**ABOUT THIS TASK**. Below are the entries to work from; restate word for word the portion that opens with the line containing "<point>423,70</point>" and closes with the line containing "Annotate the hanging", keeping both.
--- EXERCISE MATERIALS ---
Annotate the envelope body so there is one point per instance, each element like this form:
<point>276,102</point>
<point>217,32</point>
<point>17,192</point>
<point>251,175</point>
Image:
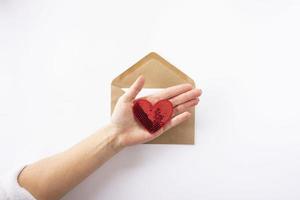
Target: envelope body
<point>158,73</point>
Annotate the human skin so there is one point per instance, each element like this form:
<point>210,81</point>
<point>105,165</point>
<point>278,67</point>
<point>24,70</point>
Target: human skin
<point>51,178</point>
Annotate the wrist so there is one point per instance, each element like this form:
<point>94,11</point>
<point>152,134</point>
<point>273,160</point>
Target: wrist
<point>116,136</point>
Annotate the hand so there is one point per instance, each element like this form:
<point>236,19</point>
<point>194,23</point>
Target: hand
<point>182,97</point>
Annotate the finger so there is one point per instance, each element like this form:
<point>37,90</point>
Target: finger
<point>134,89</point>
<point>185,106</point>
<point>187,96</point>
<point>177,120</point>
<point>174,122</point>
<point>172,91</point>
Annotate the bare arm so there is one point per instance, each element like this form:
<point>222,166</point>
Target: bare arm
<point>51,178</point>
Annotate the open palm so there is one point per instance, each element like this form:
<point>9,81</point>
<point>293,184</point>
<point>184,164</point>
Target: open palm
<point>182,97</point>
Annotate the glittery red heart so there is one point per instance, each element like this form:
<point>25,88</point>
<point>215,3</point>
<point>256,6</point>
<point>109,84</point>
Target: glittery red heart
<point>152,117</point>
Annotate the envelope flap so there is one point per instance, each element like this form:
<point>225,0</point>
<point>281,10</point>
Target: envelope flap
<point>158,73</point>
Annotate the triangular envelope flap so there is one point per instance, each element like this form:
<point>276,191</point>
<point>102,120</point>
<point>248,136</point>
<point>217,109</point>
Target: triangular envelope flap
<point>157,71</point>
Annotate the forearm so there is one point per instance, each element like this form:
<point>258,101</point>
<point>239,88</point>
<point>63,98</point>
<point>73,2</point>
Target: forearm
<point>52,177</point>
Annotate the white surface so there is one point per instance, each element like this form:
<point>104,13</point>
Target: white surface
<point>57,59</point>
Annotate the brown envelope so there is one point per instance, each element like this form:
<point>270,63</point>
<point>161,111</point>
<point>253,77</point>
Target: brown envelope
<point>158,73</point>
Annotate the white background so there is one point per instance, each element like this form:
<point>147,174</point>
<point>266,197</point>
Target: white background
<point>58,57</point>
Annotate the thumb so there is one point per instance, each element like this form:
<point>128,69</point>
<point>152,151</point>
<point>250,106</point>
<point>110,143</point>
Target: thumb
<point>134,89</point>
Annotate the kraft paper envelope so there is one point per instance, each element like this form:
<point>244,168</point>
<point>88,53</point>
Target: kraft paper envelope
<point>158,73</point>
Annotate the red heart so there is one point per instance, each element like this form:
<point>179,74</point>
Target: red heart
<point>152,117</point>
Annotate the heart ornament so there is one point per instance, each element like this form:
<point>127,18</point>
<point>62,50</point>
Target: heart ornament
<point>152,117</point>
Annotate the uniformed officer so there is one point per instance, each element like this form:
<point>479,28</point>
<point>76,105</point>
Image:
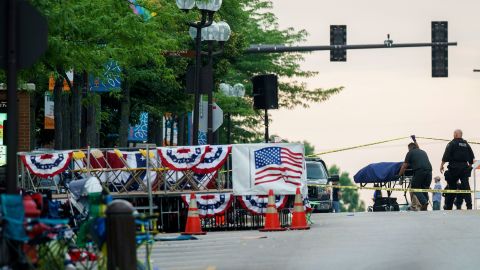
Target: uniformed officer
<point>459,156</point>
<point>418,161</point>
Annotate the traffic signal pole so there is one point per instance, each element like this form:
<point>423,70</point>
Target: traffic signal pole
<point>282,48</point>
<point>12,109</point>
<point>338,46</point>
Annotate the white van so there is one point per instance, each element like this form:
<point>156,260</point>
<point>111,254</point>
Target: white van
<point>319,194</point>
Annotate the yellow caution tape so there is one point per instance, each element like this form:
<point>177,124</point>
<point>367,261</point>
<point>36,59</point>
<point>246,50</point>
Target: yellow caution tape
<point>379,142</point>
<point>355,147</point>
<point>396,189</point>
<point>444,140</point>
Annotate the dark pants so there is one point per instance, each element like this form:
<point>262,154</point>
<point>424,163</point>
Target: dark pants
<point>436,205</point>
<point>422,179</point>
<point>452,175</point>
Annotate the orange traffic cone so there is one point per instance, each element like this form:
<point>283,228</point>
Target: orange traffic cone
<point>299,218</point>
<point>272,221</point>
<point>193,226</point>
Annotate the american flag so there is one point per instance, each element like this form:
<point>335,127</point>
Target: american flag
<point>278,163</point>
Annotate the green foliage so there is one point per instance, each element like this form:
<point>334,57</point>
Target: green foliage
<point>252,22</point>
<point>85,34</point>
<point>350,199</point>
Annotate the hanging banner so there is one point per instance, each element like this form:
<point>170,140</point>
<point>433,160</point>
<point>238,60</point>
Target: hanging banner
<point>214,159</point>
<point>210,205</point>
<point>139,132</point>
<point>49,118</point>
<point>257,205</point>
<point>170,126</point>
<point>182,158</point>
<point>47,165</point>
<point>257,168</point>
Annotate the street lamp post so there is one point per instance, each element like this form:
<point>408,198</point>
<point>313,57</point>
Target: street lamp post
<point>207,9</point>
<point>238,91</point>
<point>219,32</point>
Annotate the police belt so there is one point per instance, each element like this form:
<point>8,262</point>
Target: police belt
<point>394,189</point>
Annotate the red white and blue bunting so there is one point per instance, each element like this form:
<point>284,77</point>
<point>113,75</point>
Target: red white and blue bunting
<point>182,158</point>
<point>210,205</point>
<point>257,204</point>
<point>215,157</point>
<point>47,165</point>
---
**ANSWER TO THIS TASK**.
<point>423,70</point>
Target: traffic signal pole
<point>282,48</point>
<point>12,109</point>
<point>338,46</point>
Annotate the white van so there is one point per instance, each element like this form:
<point>156,260</point>
<point>111,254</point>
Target: white van
<point>319,194</point>
Annotate the yellow caution tape so there is one point per instance, each element like this form:
<point>177,124</point>
<point>367,261</point>
<point>36,59</point>
<point>246,50</point>
Target: yellow caution tape
<point>379,142</point>
<point>355,147</point>
<point>396,189</point>
<point>444,140</point>
Annotate the dark pants so there is one point per instance, each element like this form:
<point>262,154</point>
<point>424,163</point>
Target: dark pants
<point>436,205</point>
<point>422,179</point>
<point>452,175</point>
Annotate the orange traffic cone so there is one point per instance, each element like this form:
<point>283,228</point>
Target: orange traffic cone
<point>299,218</point>
<point>272,221</point>
<point>193,226</point>
Annotate the american flag so there is one point per instance, each element like this form:
<point>335,127</point>
Target: american flag
<point>278,163</point>
Annotate the green foliage so there is one point per instance, each element like this form:
<point>334,57</point>
Target: green foliage
<point>252,22</point>
<point>85,34</point>
<point>350,199</point>
Annotate the hanging banner so there is one point per instance, each element like this form:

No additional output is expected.